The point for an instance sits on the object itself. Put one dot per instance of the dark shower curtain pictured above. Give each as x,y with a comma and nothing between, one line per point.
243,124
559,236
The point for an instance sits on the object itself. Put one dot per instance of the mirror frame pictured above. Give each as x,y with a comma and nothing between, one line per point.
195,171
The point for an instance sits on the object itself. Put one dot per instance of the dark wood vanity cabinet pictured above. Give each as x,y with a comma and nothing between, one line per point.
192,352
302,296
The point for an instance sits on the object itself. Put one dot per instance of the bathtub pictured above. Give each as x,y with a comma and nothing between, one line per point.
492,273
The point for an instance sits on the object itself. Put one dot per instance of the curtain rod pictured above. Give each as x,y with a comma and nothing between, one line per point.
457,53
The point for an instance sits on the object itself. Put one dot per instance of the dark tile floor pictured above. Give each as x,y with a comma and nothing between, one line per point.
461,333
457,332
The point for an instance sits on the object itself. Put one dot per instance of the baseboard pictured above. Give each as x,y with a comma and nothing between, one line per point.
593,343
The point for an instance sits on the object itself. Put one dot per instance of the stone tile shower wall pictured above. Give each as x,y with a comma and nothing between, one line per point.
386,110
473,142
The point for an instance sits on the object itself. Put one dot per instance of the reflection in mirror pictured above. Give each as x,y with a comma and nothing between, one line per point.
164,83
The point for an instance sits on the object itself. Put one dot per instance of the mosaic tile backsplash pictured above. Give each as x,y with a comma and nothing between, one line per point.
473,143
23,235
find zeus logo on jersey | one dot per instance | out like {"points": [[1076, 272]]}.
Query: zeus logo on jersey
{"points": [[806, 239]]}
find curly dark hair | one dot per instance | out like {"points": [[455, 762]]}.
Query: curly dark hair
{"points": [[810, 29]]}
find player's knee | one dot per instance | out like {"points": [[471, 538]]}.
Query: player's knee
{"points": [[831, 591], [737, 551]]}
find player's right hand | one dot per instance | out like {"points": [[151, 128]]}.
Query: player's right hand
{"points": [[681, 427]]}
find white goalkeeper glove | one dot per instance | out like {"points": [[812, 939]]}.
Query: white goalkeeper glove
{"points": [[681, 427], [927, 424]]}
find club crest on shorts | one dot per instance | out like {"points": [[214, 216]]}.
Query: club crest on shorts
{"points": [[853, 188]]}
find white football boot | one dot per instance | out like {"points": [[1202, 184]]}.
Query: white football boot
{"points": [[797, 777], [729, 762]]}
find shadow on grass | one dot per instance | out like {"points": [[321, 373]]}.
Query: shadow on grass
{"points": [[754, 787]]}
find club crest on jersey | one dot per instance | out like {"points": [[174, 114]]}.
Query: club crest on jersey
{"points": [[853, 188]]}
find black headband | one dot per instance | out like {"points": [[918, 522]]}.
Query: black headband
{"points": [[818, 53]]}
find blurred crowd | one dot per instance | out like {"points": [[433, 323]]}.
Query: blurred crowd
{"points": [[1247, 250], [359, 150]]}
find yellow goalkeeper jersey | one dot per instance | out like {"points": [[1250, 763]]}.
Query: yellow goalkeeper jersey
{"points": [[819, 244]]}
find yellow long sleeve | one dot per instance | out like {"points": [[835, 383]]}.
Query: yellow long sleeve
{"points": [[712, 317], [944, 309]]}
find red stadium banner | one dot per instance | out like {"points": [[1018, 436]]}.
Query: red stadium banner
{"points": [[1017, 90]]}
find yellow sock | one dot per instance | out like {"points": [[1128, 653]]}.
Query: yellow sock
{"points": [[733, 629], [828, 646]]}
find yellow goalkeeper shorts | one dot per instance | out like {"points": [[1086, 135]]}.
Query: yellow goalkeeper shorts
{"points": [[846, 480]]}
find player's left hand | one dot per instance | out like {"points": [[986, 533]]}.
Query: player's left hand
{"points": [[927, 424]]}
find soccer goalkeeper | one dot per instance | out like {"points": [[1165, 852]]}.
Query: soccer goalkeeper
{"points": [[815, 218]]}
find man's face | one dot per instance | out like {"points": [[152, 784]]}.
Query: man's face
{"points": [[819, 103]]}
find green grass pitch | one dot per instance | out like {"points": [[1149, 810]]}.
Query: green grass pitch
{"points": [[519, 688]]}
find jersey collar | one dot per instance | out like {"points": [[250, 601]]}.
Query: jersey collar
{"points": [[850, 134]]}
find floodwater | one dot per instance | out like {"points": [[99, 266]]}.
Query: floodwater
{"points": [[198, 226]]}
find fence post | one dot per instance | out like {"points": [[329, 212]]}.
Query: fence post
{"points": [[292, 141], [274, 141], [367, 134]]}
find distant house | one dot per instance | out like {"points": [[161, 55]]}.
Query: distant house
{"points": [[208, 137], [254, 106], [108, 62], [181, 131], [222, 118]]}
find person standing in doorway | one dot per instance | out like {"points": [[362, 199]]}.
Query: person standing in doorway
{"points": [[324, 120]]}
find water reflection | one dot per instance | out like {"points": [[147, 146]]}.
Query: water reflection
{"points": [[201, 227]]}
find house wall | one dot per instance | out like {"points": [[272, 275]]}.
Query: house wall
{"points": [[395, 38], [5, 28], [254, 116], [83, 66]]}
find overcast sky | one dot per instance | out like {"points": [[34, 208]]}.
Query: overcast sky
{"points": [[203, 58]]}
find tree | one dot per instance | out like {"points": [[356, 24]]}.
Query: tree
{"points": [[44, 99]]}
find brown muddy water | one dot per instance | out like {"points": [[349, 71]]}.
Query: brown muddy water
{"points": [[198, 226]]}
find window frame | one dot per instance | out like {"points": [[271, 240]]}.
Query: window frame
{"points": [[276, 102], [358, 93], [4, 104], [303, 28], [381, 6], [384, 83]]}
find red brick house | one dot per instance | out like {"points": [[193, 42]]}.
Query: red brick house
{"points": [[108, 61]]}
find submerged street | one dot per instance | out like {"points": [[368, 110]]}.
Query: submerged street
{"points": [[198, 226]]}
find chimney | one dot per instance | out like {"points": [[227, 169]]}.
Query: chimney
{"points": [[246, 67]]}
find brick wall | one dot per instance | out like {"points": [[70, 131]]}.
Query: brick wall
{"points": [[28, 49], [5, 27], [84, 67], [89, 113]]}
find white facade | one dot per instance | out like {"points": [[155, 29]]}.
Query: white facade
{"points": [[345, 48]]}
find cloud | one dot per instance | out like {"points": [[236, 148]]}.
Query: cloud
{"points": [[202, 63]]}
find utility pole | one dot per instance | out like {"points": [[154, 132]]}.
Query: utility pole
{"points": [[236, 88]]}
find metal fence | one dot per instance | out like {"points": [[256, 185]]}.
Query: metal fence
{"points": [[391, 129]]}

▶ _Task requirements_
Working from the material above, retype it in its entirety without change.

▶ _The answer_
The point for an instance sits on the object itself. Put one dot per instance of the dark shower curtain pictured above. Give each as x,y with a comma and nothing between, one line per point.
243,124
559,236
The point for an instance sits on the object itself. Put one dot per instance of the mirror frame pictured above. Give each as x,y with a comma and nothing between, one line per point.
195,171
The point for an instance sits on the object itself. Put one dot per instance of the dark wood vanity cabinet pictured above. Give each as x,y with a comma and nothing between, one line per point.
192,352
302,296
The point for an instance sits on the object itself. Put one dot per instance of the bathtub pictured above. Give each as x,y with a comma and nothing between, one line per point.
492,273
The point for an instance sits on the object itself. Put one dot per instance of the curtain rod pictured above. Give each as x,y with a comma and nothing between, one line per point.
457,53
The point for an instance sits on the object itself. Put one dot per instance of the dark tile floor pictured above. Give each as x,y with a comma and nothing between, one line per point.
461,333
457,332
The point for an instance sits on the object itself. Put one dot per instance of the baseboard pictured above. Give each as x,y with a comma and nothing between, one line per point.
593,343
The point for an instance sits on the object itself. Put one dot per instance of the stone tile shower wall pictured above. Give each as x,y with a comma and nothing between, one line per point.
386,110
473,142
The point for an instance sits on the object itself. Put one dot per instance of the reflection in mirror pictured above. Give each as x,y with a comma and nothing between, one line per point.
164,83
The point for an instance sits on the object itself. Put one dot per instance of the mosaic tile backsplash pictured above. Give each as x,y with a comma and nothing between, one line per point.
473,143
23,235
find zeus logo on jersey | one dot per instance | out like {"points": [[1076, 272]]}.
Query: zeus logo on jersey
{"points": [[806, 239]]}
find curly dark hair | one dot per instance | out like {"points": [[455, 762]]}.
Query: curly dark hair
{"points": [[810, 29]]}
find player's knee | one dot per instance | out like {"points": [[471, 538]]}.
Query: player's knee
{"points": [[831, 591], [737, 551]]}
find player's right hand | one dot per instance | out like {"points": [[151, 128]]}.
Query: player's right hand
{"points": [[681, 427]]}
find white goalkeeper glove | one dot per instance | out like {"points": [[812, 939]]}.
Query: white goalkeeper glove
{"points": [[681, 427], [927, 424]]}
find club crest on shorts | one dot per instance | out like {"points": [[214, 216]]}.
Query: club crest on shorts
{"points": [[853, 188]]}
find white football boot | one dot per instance | out like {"points": [[1202, 184]]}.
Query: white football boot
{"points": [[797, 777], [729, 762]]}
find shadow on grass | one dot per instance | out like {"points": [[321, 373]]}.
Query: shadow on grass
{"points": [[754, 787]]}
find club crest on jersey | one dot per instance | out like {"points": [[174, 114]]}.
Query: club crest on jersey
{"points": [[853, 188]]}
find black headband | one dot per instance | out like {"points": [[918, 522]]}.
Query: black headband
{"points": [[818, 53]]}
find blurred crowd | one dot per instance | out like {"points": [[433, 323]]}.
Query: blurred crowd
{"points": [[1247, 250], [359, 150]]}
find yellow goalkeeper jersey | one dot per instance | out like {"points": [[1250, 763]]}.
Query: yellow goalkeeper jersey
{"points": [[819, 244]]}
find yellow long sleeve | one dot per instance | out like {"points": [[835, 383]]}.
Query: yellow long sleeve
{"points": [[712, 317], [944, 309]]}
find red stadium banner | one dot per instance | out like {"points": [[1018, 436]]}.
Query: red stadium banner
{"points": [[1017, 90]]}
find yellow sock | one dot per instance | out like {"points": [[1128, 653]]}.
Query: yellow sock
{"points": [[733, 629], [828, 646]]}
find yellow goalkeeper shorts | one dot per instance | out like {"points": [[1086, 135]]}.
Query: yellow goalkeeper shorts
{"points": [[846, 480]]}
find player's left hand | one dot per instance | out like {"points": [[986, 533]]}.
Query: player's left hand
{"points": [[927, 424]]}
find soccer goalkeeper | one dot per instance | out like {"points": [[1165, 852]]}.
Query: soccer goalkeeper
{"points": [[815, 218]]}
find man's face | one dot per instance | out like {"points": [[152, 784]]}.
Query: man's face
{"points": [[819, 103]]}
find green grass pitch | one dot per instance | out like {"points": [[1149, 810]]}.
Query: green grass pitch
{"points": [[519, 688]]}
find jersey collar | one dot per instance | out like {"points": [[250, 601]]}.
Query: jersey collar
{"points": [[850, 134]]}
find floodwater | one dot per instance | out like {"points": [[99, 266]]}.
Query: floodwater
{"points": [[198, 226]]}
find fence post | one dot per instance | out like {"points": [[329, 212]]}.
Query: fence post
{"points": [[292, 141], [274, 141], [367, 134]]}
find distant house | one dot per instance | out like {"points": [[161, 55]]}.
Query: distant house
{"points": [[208, 137], [254, 106], [108, 62], [181, 131], [222, 118]]}
find person standing in doorway | one dot per instance | out like {"points": [[362, 199]]}.
Query: person standing in doorway
{"points": [[324, 120]]}
find water reflection | one dot per instance | out like {"points": [[147, 146]]}.
Query: water reflection
{"points": [[201, 227]]}
find house wall | one dot per instance | out like {"points": [[272, 275]]}.
Query: house wall
{"points": [[395, 38], [5, 28], [254, 116], [83, 66]]}
find overcast sky | one dot per instance | out like {"points": [[34, 208]]}.
Query: overcast sky
{"points": [[203, 58]]}
find tree | one dot per instance | out like {"points": [[356, 24]]}.
Query: tree
{"points": [[44, 99]]}
find brown muddy water | one dot per instance | out like {"points": [[349, 71]]}.
Query: brown muddy water
{"points": [[198, 226]]}
find window frame | one dot per instance | out like {"points": [[271, 240]]}.
Query: window frame
{"points": [[276, 102], [358, 93], [4, 104], [303, 28], [381, 6], [384, 83]]}
find red brick house | one dot per instance | out like {"points": [[193, 42]]}.
Query: red brick house
{"points": [[108, 61]]}
find submerged street | one dot per instance | out like {"points": [[368, 110]]}.
Query: submerged street
{"points": [[198, 226]]}
find chimney | one dot per instance | out like {"points": [[227, 169]]}.
Query: chimney
{"points": [[246, 67]]}
find brick wall | one dot per instance | out like {"points": [[70, 131]]}.
Query: brick wall
{"points": [[28, 49], [5, 27], [84, 67], [89, 113]]}
find white facade | one dot per instance | out like {"points": [[155, 29]]}.
Query: white facade
{"points": [[345, 48]]}
find cloud | one dot per instance | out like {"points": [[236, 148]]}.
Query: cloud
{"points": [[202, 63]]}
find utility pole | one dot per instance | out like {"points": [[154, 132]]}.
Query: utility pole
{"points": [[236, 88]]}
find metal fence | one dot per instance | out like {"points": [[256, 185]]}.
Query: metal fence
{"points": [[391, 129]]}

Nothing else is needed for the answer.